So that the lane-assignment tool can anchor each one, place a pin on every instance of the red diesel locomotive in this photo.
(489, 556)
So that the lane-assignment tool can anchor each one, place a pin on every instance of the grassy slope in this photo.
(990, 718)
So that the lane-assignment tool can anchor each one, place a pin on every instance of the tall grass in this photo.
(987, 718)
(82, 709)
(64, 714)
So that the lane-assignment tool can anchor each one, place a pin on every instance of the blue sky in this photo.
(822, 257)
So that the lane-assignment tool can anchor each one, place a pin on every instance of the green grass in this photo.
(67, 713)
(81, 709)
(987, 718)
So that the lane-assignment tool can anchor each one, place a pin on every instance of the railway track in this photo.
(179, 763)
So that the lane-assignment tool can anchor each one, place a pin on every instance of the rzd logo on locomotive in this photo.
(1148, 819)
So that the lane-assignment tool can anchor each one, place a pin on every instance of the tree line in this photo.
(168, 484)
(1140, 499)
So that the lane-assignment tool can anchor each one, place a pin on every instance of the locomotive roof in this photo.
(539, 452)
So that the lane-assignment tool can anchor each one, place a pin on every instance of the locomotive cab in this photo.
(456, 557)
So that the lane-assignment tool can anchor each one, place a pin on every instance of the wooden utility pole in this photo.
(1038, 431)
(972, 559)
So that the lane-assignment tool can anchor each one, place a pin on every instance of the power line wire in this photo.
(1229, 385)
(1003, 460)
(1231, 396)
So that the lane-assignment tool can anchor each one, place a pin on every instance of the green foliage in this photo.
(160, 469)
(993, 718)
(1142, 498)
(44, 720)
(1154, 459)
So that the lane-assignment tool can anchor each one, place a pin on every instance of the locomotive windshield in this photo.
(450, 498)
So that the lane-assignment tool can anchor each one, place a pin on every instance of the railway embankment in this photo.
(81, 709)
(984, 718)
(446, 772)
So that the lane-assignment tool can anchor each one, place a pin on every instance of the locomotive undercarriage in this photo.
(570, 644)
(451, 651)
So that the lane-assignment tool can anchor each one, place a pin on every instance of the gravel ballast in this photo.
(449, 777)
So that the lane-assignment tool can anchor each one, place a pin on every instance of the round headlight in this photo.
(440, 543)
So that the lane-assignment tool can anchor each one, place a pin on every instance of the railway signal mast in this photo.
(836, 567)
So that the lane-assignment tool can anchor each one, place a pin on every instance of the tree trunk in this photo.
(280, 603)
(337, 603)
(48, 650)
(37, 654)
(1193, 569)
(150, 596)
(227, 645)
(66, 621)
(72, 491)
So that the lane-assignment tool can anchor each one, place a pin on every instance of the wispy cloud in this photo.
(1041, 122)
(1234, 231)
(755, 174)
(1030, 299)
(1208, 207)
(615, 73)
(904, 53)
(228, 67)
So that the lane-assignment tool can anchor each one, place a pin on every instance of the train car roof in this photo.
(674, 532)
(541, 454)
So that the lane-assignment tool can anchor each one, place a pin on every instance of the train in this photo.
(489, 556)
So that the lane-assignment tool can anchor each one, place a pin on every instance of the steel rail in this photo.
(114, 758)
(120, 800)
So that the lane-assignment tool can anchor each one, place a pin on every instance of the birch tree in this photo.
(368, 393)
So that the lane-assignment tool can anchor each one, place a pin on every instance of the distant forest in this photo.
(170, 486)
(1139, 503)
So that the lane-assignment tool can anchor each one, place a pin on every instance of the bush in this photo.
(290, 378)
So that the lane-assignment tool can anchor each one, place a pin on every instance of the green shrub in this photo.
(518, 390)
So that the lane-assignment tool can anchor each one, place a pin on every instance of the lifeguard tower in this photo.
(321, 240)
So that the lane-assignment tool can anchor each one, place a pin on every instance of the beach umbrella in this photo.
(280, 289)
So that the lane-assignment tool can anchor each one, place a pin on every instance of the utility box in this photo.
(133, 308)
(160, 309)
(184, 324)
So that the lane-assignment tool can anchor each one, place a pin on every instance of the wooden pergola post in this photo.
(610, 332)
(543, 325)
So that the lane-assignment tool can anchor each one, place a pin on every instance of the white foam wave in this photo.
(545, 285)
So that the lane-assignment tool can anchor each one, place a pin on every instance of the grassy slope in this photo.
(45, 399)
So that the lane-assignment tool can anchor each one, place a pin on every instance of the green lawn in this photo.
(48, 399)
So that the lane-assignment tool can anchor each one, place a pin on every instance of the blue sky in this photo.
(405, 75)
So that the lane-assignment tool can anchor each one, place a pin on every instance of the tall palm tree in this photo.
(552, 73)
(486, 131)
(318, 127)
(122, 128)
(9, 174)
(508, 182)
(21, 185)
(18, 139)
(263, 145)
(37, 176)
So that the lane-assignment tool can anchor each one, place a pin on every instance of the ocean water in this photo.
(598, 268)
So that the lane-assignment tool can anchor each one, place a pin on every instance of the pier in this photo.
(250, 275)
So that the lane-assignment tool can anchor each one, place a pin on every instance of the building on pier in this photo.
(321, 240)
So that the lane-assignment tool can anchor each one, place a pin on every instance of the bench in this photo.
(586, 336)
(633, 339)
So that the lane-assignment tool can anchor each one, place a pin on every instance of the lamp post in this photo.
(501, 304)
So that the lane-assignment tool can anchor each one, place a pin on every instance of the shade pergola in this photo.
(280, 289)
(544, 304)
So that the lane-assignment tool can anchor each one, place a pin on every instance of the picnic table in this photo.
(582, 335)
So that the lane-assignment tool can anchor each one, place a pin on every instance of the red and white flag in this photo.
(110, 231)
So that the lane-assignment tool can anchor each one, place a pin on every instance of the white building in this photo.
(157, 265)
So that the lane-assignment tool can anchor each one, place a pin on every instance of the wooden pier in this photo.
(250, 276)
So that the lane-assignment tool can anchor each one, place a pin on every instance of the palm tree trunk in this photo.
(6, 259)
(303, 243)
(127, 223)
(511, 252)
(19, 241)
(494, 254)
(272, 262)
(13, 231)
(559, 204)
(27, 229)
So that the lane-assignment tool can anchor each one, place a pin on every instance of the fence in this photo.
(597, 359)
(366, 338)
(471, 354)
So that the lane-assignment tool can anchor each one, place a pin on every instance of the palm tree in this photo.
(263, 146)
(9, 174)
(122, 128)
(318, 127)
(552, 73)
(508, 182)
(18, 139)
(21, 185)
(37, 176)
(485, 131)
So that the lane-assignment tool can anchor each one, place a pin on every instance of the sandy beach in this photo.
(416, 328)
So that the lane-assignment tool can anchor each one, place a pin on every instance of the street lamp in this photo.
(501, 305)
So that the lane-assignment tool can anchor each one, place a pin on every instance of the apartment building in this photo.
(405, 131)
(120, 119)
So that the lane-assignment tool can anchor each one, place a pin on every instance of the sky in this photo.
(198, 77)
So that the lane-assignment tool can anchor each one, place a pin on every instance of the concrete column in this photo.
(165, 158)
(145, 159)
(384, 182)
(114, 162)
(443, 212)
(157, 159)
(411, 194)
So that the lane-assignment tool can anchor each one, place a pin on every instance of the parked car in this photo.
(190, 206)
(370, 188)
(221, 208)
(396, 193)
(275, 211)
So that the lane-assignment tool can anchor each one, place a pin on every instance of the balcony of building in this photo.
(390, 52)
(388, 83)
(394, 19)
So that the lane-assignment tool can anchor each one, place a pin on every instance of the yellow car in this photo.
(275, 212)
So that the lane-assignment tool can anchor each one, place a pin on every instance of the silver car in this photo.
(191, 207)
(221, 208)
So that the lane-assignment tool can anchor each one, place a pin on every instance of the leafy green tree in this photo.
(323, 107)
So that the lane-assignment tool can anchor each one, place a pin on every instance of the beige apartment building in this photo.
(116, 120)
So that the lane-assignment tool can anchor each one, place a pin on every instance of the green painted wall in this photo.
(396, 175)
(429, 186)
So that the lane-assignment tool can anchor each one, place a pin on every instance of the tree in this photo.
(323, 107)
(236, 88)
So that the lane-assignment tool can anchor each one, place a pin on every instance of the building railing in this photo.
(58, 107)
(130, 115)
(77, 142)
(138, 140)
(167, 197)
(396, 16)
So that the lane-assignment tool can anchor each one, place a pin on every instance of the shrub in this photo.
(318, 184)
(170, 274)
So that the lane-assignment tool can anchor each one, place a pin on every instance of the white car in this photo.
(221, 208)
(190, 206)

> [Exercise directions]: Copy the items verbatim, from the line containing "mast in this photo." through the line containing "(1139, 503)", with both of those lines included.

> [Expected output]:
So that the lane-assignment tool can anchor each one, place a pin on every instance of the railway signal mast in this photo.
(836, 567)
So that the lane-assignment tool can anchor each one, place a pin on every instance of the tree trunk in this photo.
(280, 603)
(337, 603)
(48, 650)
(37, 654)
(1193, 569)
(150, 596)
(227, 645)
(66, 621)
(72, 491)
So that the lane-assignment tool can anchor each one, place a pin on every instance of the wispy cloud in this photo.
(1041, 122)
(1234, 231)
(755, 174)
(1030, 299)
(1208, 207)
(615, 73)
(904, 53)
(228, 67)
So that the lane-assignment tool can anchor each one, place a pin on every instance of the train car roof in this photo.
(674, 532)
(541, 454)
So that the lane-assignment tool can anchor each one, place a pin on every instance of the train in this photo.
(489, 556)
So that the lane-assignment tool can anchor each one, place a pin on every instance of the steel rail in this photo.
(114, 758)
(120, 800)
So that the lane-assignment tool can anchor each one, place a pin on every instance of the birch tree in this photo.
(368, 393)
So that the lane-assignment tool can anchor each one, place a pin on every instance of the distant forest in this photo.
(170, 486)
(1139, 503)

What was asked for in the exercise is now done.